▶ [Exercise 1]: Which types of white blood cells does the article on fungal infections in blood name?
▶ [Exercise 2]: Rewrite the article on fungal infections in blood from "17 July 2014" up to and including "due to treatment.", putting "Researchers" in place of "Scientists".
▶ [Exercise 3]: Continue the article on fungal infections in blood from the point where it stops.

▶ [Text]:
========
Preventing fungal infections in blood

17 July 2014

Candida albicans fungal colonies grown on a petri dish in a laboratory.

Image: Candida albicans fungal colonies grown on a petri dish in a laboratory.

Scientists at Cancer Research UK's London Research Institute (now part of the Francis Crick Institute) have uncovered one mechanism that underlies natural immunity to fungal infections in the blood, or sepsis. 

The research has implications for therapies to boost immunity to fungal sepsis in people who are at risk, such as cancer patients with compromised immune systems due to treatment. 

Dr Caetano Reis e Sousa of LRI explained: "Fungal organisms such as Candida albicans inhabit our body surfaces but are usually largely harmless due to the barriers provided by our skin and by the action of our immune systems. 

"However if our immunity is compromised or if our skin is broken (for example by wounds), the fungus can invade underlying tissues and cause disease. In fact, in some cancer patients where immunity is sometimes compromised, blood spread of Candida can be a serious concern. 

"Similarly, spread of Candida through the blood (known as Candida sepsis) can occur in patients who have a cannula inserted into their body or who undergo deep tissue surgery." 

Until now, it was unclear how the body defends itself against Candida sepsis - although it was known that a type of disease-fighting white blood cells known as neutrophils are key to gobbling up and killing fungal organisms that get trapped in the kidneys after entering the blood.

To investigate further, the researchers studied a mouse model of systemic fungal infection with Candida albicans. They found that this killing function of neutrophils in the kidneys is regulated by another type of white blood cells, known as natural killer (NK) cells who, in turn, get their instructions from dendritic cells - yet another type of white blood cells.

Dendritic cells are well known for detecting pathogens and initiating immunity to infection - although this unusual relay from dendritic cells to NK cells to neutrophils has not previously been described.
========
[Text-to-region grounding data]
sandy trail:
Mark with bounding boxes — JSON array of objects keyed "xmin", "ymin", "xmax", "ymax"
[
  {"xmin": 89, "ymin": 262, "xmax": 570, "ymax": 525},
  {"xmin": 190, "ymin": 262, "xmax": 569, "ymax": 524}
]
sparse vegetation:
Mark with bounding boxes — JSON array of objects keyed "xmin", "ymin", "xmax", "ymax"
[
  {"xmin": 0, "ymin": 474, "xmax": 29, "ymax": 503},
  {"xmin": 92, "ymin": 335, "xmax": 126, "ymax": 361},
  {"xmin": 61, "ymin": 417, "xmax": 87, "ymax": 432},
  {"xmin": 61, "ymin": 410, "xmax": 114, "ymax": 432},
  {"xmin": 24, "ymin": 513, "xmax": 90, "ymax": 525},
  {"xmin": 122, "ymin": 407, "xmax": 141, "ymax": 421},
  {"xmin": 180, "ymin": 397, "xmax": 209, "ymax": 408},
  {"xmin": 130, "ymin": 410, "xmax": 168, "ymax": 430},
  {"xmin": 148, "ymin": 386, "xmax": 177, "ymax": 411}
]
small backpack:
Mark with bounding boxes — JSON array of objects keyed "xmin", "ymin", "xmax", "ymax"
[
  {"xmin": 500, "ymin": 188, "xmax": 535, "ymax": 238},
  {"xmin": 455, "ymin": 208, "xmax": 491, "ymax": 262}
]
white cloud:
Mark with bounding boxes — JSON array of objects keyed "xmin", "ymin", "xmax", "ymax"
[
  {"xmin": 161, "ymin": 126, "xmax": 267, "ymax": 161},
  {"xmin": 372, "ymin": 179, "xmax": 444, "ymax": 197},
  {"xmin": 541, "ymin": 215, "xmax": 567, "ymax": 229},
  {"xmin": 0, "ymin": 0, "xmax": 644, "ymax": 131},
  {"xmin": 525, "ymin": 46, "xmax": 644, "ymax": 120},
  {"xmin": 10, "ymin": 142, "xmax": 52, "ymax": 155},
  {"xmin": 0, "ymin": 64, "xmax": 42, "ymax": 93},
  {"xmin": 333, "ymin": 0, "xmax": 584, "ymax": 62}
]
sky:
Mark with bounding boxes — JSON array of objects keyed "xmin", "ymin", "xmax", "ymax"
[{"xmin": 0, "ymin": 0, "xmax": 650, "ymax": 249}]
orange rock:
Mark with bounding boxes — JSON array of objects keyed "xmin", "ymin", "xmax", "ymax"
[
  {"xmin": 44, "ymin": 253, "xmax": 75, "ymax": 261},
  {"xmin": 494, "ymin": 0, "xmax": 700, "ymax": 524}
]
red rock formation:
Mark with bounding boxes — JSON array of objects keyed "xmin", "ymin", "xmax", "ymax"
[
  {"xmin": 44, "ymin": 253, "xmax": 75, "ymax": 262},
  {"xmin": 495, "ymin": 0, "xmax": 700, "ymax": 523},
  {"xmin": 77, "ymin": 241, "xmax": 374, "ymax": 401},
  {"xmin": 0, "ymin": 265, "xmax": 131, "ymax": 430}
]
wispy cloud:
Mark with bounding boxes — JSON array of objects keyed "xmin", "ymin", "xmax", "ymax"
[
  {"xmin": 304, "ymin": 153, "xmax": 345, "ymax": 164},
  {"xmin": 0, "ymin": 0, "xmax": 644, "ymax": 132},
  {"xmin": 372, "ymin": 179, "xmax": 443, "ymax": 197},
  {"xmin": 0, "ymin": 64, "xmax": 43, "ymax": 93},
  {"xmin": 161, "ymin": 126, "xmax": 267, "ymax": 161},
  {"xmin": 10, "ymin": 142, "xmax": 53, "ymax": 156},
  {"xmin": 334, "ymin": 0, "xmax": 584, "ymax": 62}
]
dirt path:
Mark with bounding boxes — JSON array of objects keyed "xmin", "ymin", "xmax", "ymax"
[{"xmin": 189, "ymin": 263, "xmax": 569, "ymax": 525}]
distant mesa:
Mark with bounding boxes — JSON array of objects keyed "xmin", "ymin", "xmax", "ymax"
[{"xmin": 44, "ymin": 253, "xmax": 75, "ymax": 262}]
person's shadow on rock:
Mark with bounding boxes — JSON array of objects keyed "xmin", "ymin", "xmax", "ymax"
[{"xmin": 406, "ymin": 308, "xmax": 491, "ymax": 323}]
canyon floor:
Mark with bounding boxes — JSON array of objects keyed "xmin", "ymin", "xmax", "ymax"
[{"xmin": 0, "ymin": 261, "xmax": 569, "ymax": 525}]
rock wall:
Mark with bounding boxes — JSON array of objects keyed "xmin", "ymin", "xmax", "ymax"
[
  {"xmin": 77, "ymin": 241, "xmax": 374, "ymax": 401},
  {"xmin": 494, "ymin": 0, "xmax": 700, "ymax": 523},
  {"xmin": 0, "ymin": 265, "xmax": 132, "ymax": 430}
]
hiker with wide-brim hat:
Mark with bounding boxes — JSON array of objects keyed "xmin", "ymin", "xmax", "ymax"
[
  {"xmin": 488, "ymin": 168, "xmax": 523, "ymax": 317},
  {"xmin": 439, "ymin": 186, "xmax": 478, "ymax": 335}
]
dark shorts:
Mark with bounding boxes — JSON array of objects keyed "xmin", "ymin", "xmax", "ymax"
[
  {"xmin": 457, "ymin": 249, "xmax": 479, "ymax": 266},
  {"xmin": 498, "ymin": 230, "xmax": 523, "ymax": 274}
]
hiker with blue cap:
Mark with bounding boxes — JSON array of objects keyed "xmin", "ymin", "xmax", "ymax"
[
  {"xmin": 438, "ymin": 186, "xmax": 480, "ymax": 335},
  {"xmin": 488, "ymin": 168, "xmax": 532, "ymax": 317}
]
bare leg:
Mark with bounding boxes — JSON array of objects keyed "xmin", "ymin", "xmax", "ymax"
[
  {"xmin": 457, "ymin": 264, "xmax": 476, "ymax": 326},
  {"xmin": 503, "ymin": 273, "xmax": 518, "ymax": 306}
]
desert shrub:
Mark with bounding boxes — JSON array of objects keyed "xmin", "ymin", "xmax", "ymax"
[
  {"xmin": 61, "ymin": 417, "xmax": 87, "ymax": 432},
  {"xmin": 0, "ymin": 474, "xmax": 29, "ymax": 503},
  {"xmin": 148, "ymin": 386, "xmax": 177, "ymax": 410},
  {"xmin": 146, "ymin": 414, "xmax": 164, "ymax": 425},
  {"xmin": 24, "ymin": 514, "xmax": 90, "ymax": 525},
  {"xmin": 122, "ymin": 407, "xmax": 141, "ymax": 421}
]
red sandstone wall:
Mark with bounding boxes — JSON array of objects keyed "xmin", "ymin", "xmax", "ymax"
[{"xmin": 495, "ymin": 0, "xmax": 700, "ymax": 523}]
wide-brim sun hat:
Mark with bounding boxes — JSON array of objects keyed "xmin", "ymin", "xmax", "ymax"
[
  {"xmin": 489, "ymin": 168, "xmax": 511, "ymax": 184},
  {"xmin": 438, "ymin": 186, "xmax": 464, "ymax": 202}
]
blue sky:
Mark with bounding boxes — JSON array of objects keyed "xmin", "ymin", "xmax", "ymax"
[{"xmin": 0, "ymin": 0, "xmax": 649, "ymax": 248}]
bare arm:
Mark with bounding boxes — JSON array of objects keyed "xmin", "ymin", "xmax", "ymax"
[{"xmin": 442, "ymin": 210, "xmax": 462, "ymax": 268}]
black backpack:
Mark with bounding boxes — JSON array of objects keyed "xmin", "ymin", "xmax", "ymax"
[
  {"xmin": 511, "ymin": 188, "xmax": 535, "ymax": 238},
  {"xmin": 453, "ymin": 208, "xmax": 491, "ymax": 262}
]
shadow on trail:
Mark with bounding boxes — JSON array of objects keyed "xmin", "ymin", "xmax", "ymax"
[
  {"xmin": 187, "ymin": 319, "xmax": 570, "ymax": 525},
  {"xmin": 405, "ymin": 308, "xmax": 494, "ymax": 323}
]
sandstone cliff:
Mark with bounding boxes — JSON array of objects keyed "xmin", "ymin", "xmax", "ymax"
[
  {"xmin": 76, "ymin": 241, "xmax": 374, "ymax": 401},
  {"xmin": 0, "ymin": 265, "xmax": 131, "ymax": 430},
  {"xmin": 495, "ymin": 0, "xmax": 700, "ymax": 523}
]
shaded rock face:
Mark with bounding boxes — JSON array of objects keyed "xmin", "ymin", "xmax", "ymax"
========
▶ [Answer section 1]: Neutrophils, natural killer (NK) cells, and dendritic cells.

▶ [Answer section 2]:
17 July 2014

Candida albicans fungal colonies grown on a petri dish in a laboratory.

Image: Candida albicans fungal colonies grown on a petri dish in a laboratory.

Researchers at Cancer Research UK's London Research Institute (now part of the Francis Crick Institute) have uncovered one mechanism that underlies natural immunity to fungal infections in the blood, or sepsis. 

The research has implications for therapies to boost immunity to fungal sepsis in people who are at risk, such as cancer patients with compromised immune systems due to treatment.

▶ [Answer section 3]:
Notably, the researchers found that dendritic cells use a special pathway to detect the fungus, known as the Syk pathway. In fact, if the protein called Syk is taken out of dendritic cells, the whole system crashes - NK cells do not get their instructions and cannot help neutrophils kill the fungus, which grows out of control.

Dr Reis e Sousa added: "By unravelling this pathway of anti-fungal immunity, we have uncovered a crucial function of Syk in dendritic cells that suggests it might be a useful target for treatments to boost resistance to fungal sepsis in at-risk patient groups."

The paper, Syk Signaling in Dendritic Cells Orchestrates Innate Resistance to Systemic Fungal Infection, is published in PLOS Pathogens.

  • Fungal infections in the blood, known as fungal sepsis, can be a serious concern for certain groups of people, including cancer patients with compromised immune systems. 
  • Scientists have now uncovered a pathway that underlies natural immunity to fungal sepsis in healthy people, and discovered a target for treatments that may help boost resistance to fungal sepsis in at-risk groups. 
  • The work was carried out by a team at Cancer Research UK's London Research Institute who worked with colleagues from the Swiss Federal Institute of Technology in Zurich.